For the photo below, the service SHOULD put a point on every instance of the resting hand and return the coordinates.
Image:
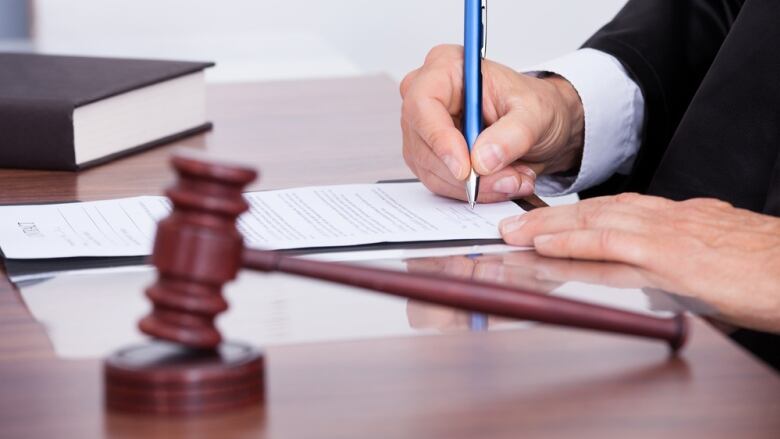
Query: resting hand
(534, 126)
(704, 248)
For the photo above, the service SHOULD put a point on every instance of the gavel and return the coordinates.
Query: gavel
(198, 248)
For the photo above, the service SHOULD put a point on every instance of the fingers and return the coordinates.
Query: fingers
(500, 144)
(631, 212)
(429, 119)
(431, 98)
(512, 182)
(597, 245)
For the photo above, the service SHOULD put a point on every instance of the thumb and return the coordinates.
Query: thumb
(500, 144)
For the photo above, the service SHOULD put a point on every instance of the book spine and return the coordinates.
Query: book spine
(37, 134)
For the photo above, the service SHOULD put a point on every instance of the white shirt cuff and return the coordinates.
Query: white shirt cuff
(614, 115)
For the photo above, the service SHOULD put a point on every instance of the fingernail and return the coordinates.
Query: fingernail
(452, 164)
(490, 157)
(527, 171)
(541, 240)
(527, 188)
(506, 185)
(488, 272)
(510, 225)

---

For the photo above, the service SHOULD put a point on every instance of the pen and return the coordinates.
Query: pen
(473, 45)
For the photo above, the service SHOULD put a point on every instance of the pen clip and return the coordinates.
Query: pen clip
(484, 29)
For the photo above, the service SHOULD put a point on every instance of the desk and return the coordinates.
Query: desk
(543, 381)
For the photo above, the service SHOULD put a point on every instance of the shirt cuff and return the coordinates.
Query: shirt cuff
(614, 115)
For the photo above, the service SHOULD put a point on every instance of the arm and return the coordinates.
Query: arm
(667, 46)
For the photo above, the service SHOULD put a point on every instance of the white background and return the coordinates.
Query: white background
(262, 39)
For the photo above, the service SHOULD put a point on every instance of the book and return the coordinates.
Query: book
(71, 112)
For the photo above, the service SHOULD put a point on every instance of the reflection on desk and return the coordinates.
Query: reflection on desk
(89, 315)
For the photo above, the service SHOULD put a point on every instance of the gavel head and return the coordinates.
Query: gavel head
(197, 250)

--

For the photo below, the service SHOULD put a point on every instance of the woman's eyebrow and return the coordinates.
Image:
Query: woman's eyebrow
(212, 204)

__Direction__
Find each line above that contains the word "hand" and copy every one of them.

__Solution below__
For the photo below, the service SHOULD put a point on every instance of the resting hand and return the coordinates.
Query: resting hand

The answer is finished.